*TASK*: Your task is to copy each line in the listing that includes the word "window".

*PROVIDED MATERIAL*:
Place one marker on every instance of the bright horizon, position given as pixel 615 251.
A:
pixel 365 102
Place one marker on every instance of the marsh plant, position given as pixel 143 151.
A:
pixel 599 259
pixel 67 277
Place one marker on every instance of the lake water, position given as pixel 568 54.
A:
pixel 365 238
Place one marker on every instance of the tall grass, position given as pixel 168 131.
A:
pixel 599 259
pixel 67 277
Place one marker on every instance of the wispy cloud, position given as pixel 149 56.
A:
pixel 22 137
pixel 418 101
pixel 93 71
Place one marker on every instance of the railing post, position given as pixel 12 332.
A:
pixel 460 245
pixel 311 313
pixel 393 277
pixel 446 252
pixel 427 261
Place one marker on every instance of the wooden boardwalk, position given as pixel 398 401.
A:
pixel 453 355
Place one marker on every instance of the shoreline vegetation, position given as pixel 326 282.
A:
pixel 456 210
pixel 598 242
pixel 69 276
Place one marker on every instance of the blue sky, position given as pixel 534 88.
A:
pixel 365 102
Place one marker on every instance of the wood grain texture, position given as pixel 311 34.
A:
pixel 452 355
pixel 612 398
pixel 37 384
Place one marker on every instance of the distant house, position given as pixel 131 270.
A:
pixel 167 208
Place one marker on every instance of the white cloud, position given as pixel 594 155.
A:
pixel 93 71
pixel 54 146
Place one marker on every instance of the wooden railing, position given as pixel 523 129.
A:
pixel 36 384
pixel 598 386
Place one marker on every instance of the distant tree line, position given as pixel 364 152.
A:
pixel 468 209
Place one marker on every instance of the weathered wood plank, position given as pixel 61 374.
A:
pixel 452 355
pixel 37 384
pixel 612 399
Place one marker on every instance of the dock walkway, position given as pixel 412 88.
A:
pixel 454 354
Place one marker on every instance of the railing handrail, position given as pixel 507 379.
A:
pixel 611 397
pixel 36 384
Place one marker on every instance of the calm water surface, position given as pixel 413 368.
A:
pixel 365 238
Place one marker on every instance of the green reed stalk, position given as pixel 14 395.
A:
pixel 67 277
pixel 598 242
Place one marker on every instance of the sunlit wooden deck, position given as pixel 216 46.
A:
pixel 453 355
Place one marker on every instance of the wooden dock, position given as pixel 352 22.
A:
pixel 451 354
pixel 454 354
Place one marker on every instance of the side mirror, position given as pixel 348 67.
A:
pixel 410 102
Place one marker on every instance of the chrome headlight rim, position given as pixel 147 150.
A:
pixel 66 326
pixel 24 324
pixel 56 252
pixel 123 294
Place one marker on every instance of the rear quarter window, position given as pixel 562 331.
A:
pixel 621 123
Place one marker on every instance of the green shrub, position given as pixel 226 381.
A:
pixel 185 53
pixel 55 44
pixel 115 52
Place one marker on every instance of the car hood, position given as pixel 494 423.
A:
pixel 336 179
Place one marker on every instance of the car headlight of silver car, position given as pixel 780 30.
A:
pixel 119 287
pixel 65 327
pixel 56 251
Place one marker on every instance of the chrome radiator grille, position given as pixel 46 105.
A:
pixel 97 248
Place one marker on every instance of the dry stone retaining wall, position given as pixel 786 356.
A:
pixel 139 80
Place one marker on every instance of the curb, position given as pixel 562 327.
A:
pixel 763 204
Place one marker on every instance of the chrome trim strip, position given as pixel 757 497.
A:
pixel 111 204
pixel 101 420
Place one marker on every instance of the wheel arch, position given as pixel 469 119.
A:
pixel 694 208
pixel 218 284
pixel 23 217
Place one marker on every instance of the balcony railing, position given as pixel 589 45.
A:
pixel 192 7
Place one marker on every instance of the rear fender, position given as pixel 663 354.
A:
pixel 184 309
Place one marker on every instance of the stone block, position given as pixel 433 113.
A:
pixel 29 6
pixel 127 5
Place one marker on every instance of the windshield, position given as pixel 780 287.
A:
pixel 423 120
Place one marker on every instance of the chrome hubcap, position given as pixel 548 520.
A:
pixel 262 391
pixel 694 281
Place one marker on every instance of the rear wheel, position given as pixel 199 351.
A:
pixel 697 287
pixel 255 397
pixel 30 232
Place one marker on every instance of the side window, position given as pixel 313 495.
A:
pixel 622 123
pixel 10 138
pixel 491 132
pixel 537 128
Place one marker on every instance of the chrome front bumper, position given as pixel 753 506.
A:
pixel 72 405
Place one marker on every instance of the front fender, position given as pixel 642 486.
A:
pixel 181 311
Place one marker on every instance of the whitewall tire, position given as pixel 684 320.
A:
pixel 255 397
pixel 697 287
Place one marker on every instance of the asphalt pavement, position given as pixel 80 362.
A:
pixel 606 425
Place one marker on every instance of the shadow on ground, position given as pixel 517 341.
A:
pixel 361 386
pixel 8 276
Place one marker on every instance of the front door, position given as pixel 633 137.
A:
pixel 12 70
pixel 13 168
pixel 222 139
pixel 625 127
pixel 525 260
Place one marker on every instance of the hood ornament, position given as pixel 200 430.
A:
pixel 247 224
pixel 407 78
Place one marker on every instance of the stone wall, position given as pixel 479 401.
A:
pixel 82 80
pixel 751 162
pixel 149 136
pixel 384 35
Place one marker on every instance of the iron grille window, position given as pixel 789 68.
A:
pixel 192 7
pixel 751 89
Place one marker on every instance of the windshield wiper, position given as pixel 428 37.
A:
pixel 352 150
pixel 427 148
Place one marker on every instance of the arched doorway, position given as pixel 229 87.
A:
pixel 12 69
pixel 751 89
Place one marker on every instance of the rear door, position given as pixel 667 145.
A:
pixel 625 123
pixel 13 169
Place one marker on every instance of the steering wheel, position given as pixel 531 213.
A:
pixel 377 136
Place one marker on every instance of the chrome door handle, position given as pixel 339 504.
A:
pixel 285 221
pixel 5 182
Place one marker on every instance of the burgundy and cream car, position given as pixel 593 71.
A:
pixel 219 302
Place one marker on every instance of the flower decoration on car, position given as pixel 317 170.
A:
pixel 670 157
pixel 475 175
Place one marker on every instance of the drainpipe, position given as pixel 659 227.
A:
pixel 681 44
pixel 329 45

*OUTPUT OF THE TASK*:
Place one marker on every instance of the rear quarter window, position given as pixel 562 331.
Place one marker on every instance of the side window, position given as pixel 313 495.
Place one marker on every instance of the iron grille window, position given as pixel 789 68.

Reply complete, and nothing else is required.